▶ [Try it] Give back exactly the lines from the line that contains "label the arm, a point per instance." to the last line of the listing below, inclusive, and no others.

▶ [Records provided]

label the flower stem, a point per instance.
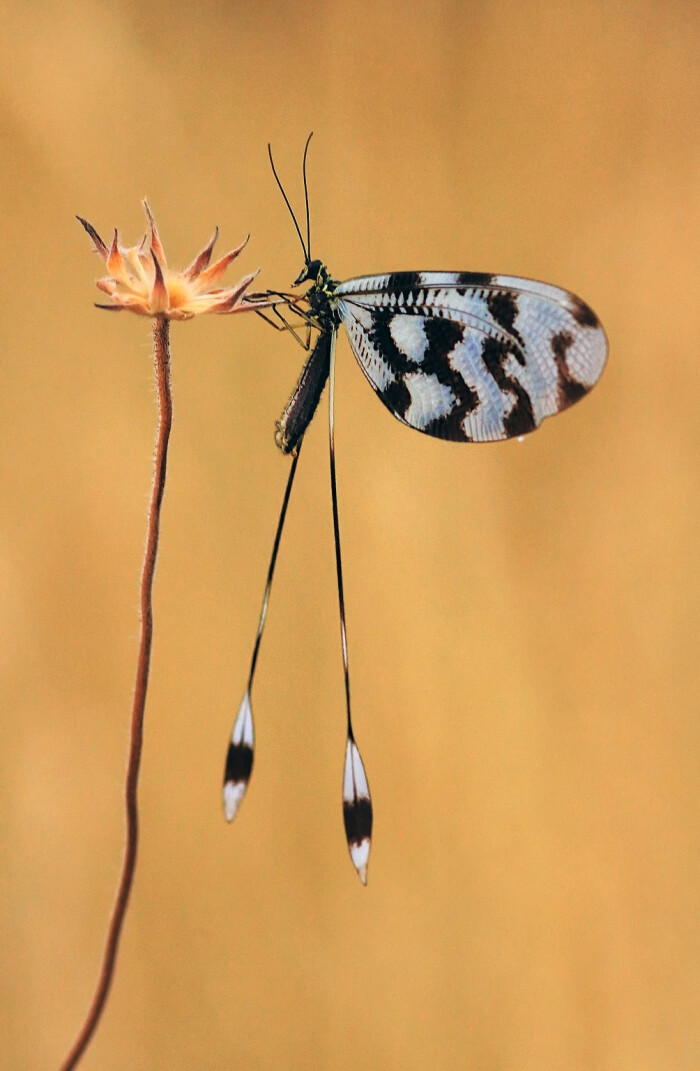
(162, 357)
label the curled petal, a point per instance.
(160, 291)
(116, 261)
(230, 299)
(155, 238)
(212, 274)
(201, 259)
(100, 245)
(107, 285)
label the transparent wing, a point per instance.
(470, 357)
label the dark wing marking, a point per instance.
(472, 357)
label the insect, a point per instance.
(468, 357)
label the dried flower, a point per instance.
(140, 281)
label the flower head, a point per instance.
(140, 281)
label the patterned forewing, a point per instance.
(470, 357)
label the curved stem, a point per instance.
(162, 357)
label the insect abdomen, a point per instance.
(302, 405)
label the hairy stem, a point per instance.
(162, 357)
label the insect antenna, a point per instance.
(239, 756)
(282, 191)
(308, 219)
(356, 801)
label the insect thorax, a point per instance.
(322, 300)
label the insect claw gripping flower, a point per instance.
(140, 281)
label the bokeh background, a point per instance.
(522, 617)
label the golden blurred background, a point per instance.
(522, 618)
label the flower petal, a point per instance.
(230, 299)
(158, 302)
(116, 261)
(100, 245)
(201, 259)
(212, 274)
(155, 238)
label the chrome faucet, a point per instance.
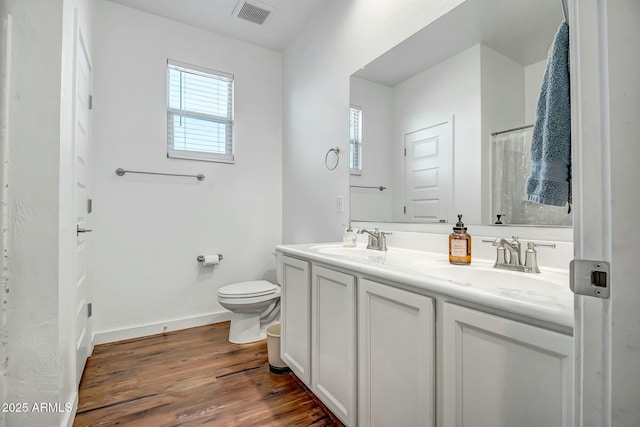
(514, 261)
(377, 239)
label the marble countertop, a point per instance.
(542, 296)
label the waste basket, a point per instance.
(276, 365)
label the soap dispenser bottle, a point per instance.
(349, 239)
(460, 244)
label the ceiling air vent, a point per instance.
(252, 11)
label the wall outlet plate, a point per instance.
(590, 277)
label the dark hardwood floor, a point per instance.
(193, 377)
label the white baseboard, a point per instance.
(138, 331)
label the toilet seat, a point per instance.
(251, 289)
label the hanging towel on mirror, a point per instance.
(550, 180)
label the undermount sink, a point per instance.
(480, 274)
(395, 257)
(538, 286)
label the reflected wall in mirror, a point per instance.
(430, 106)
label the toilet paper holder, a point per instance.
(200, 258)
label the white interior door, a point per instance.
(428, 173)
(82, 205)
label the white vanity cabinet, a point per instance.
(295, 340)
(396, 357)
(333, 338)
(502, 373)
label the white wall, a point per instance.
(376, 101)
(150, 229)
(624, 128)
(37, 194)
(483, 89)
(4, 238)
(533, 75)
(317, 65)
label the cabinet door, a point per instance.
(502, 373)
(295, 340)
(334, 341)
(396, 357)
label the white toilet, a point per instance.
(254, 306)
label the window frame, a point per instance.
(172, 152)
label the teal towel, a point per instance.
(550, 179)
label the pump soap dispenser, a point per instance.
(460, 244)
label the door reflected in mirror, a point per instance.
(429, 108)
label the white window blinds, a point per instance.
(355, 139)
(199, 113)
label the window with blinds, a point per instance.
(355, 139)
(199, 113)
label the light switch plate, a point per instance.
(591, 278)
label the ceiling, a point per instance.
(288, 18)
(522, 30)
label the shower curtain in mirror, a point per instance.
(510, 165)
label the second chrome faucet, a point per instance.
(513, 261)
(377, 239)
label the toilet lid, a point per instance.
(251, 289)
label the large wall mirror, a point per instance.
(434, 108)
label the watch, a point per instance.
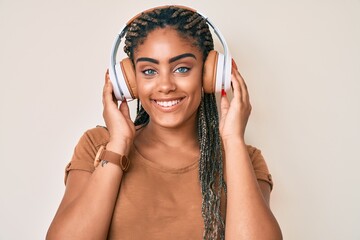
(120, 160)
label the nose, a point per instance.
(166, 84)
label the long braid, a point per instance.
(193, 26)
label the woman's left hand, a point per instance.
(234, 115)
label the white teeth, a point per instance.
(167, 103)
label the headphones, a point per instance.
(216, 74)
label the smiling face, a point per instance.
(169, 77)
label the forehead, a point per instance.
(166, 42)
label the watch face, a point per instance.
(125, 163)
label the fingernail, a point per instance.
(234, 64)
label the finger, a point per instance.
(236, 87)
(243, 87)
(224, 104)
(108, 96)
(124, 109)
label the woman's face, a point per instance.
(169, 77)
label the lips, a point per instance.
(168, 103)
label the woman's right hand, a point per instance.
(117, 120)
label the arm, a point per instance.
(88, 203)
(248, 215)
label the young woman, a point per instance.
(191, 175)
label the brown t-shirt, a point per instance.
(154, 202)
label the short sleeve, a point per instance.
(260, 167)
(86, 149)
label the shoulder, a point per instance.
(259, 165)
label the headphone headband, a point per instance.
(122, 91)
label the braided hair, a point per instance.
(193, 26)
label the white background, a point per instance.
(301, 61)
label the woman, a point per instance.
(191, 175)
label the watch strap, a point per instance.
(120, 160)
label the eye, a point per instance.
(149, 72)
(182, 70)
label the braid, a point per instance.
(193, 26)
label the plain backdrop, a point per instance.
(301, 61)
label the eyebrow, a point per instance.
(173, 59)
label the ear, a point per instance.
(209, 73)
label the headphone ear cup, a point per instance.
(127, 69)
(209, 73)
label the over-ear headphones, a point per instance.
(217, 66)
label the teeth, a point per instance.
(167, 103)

▶ [Output for this exercise]
label the arm, a point per instance.
(88, 203)
(248, 215)
label the young woman, a point per instance.
(191, 175)
label the brown t-shirt, a point per instance.
(154, 202)
label the short sleeve, a point per instance.
(260, 167)
(86, 149)
label the shoulder, a point per instance.
(259, 165)
label the headphone headband, a point per instance.
(122, 91)
label the braided hair, a point per instance.
(193, 26)
label the white background, a point per instance.
(301, 61)
label the woman, a point per instance.
(191, 175)
label the watch strap, a point per instance.
(120, 160)
label the eye, a point per instance.
(149, 72)
(182, 70)
label the braid, a point per instance.
(193, 26)
label the plain backdrop, a point per instance.
(301, 61)
label the eyebrow, a point per instance.
(173, 59)
label the ear, a point per instance.
(209, 73)
label the headphone ear cup, a point per instance.
(127, 69)
(209, 73)
label the over-ear headphones, a point per instance.
(217, 66)
label the teeth, a point per instance.
(167, 103)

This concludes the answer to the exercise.